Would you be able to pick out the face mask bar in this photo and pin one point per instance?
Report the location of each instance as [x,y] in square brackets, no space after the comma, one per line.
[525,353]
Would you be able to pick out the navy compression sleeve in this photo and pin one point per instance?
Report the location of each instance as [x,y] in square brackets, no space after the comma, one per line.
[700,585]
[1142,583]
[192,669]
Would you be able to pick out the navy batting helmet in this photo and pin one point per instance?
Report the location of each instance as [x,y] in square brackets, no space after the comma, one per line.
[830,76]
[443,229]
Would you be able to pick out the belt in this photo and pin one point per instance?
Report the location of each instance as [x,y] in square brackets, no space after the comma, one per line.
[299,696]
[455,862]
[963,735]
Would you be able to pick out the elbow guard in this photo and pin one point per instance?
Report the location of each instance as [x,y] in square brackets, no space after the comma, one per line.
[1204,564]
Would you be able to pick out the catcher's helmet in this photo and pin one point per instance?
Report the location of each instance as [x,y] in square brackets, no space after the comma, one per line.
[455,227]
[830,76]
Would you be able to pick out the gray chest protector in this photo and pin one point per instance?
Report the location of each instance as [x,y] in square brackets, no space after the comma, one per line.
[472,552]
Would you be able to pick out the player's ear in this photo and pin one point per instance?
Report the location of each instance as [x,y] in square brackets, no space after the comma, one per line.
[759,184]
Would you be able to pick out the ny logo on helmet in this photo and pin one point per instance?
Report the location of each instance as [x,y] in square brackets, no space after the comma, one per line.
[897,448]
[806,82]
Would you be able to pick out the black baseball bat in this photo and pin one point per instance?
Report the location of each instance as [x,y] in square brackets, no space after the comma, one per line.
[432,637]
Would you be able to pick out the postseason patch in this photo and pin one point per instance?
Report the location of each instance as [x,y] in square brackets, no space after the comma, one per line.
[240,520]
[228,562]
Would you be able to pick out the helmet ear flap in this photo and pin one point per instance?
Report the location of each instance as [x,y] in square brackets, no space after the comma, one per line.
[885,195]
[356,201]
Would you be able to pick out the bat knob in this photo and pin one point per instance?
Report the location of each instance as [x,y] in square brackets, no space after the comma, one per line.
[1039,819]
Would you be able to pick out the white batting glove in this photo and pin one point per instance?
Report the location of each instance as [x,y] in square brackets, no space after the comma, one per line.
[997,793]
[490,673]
--------
## Your objective
Count, and answer with the number only: how many lines of the data include the string "navy"?

## Answer to this problem
2